-- Start of DATA EXCERPTS --

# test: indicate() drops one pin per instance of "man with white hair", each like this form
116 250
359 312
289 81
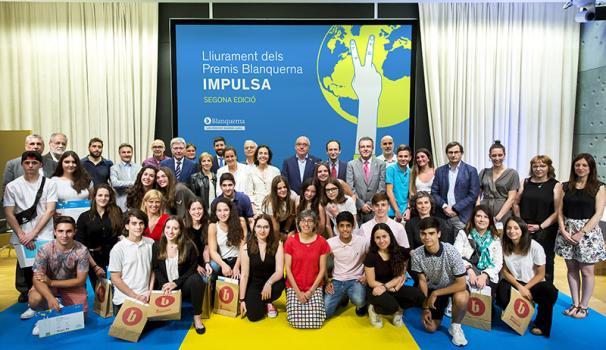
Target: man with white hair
301 166
387 146
57 145
182 167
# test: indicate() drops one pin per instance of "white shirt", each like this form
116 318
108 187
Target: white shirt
398 231
133 261
522 266
21 195
240 176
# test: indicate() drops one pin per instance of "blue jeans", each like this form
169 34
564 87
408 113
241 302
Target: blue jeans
355 290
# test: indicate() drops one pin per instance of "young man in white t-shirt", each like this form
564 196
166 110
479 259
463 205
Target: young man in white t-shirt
19 196
130 262
348 278
380 206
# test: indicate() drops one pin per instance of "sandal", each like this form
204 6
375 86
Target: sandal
571 311
536 331
582 312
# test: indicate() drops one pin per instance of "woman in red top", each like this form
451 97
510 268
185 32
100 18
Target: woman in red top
305 259
153 205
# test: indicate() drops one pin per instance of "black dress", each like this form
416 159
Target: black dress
259 272
97 234
536 205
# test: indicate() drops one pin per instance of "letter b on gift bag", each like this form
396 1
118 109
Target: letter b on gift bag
518 313
226 297
479 309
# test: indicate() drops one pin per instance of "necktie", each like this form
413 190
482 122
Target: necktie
178 170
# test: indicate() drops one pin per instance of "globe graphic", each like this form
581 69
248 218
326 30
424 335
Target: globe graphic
392 59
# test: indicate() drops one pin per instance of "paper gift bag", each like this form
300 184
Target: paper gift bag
70 318
518 312
103 298
206 302
226 297
130 321
164 307
479 309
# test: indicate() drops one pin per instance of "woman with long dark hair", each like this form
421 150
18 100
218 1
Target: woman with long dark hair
536 205
99 229
262 279
580 241
225 236
73 185
145 181
524 269
281 205
480 247
385 269
174 264
196 229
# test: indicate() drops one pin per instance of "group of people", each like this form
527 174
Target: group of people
326 232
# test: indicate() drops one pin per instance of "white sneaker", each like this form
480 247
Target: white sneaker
448 310
36 330
458 337
27 314
397 319
375 319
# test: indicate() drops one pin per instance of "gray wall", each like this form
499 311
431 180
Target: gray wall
164 123
590 122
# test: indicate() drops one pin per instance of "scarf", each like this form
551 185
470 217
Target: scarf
482 244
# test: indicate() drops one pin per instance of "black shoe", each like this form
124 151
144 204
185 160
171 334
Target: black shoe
362 311
23 298
200 330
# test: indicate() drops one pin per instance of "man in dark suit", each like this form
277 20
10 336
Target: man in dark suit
366 177
13 168
455 188
336 167
57 145
218 161
301 166
182 167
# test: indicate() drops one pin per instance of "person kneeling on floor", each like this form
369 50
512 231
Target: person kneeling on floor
441 275
60 271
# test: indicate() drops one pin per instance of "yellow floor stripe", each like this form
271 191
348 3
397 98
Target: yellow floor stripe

-- End of DATA EXCERPTS --

> **STATED GOAL**
State how many lines of the listing above contain the word "kneeling", and reply with only that number.

> **THE RESPONSE**
2